- _Assignment_
Please print each record that follows precisely as it appears.

(Source records)

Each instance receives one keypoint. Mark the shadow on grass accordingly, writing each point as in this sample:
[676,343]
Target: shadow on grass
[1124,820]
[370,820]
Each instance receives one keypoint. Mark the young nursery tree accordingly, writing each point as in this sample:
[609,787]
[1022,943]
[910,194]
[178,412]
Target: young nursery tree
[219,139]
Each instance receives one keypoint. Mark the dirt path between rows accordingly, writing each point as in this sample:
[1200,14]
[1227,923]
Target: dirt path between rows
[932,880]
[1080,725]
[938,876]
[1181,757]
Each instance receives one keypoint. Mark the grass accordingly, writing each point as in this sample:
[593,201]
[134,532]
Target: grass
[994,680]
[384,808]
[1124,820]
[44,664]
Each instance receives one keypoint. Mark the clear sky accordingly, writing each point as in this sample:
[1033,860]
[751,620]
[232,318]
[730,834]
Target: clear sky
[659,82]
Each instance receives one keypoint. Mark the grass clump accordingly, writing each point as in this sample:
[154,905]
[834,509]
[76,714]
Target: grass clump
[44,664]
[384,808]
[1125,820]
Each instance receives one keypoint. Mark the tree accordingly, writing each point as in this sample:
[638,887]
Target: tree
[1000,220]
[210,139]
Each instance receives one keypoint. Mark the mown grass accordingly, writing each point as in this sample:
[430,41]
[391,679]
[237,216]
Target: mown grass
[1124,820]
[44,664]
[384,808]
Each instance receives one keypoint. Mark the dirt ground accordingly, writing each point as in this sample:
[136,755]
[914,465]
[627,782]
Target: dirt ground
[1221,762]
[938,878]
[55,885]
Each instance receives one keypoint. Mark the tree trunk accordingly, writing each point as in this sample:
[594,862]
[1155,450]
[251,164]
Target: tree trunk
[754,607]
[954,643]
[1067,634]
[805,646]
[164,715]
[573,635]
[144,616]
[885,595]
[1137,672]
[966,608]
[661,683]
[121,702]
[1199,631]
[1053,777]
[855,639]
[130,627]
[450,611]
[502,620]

- _Written answer_
Each instance receives one keypoint. Mark the shadow on grass accordingly, writing each point as in this sample:
[676,343]
Target: shadow on grass
[1124,820]
[370,820]
Each instance receives one keypoint. Mark the young nursery tree accordingly, writing each point as in this sample:
[609,787]
[1022,943]
[910,194]
[178,412]
Target: young nursery tree
[219,139]
Each instance receives one keypoint. Mark the dirt path between rows accordingly, writing each point as in this sample:
[1200,14]
[1227,923]
Target: dirt path between rows
[932,880]
[1080,725]
[938,876]
[1181,757]
Each instance receives one keypoint. Mark the grass accordingly, writing each point as in this sample:
[593,201]
[134,532]
Target: grass
[994,680]
[384,808]
[1124,820]
[44,664]
Each instance receives one keypoint. Mark the clear sky accordingly, writing each point as in this sample:
[1033,860]
[751,620]
[232,318]
[730,834]
Target: clear sky
[659,82]
Each instance receives one keypoint. Mark the grass clump accordingly, writing each point as in this sample:
[154,905]
[834,509]
[76,714]
Target: grass clump
[44,664]
[384,808]
[1125,820]
Each instance receives one keypoint. Mark the tree accordingly, writing each point as in this sample:
[638,887]
Target: tree
[1000,220]
[210,139]
Each instance receives one keypoint. Mark the mown grass accordingly, writing each point as in this sample:
[430,41]
[391,679]
[237,216]
Target: mown grass
[1124,820]
[44,664]
[384,808]
Each instance receives one keypoint. Mark the dirt ground accordingly, writing each point as in this sample:
[136,755]
[914,465]
[627,782]
Target: dirt ground
[1221,762]
[938,878]
[55,885]
Each instance receives one keypoint. Mark the tree trunk accordingly, writing each point as in this sample:
[594,862]
[1155,450]
[251,164]
Target: tree trunk
[754,607]
[954,643]
[1067,634]
[805,646]
[164,715]
[573,635]
[144,616]
[885,595]
[1137,672]
[966,608]
[661,683]
[121,702]
[1199,631]
[1053,777]
[855,639]
[130,627]
[450,611]
[502,620]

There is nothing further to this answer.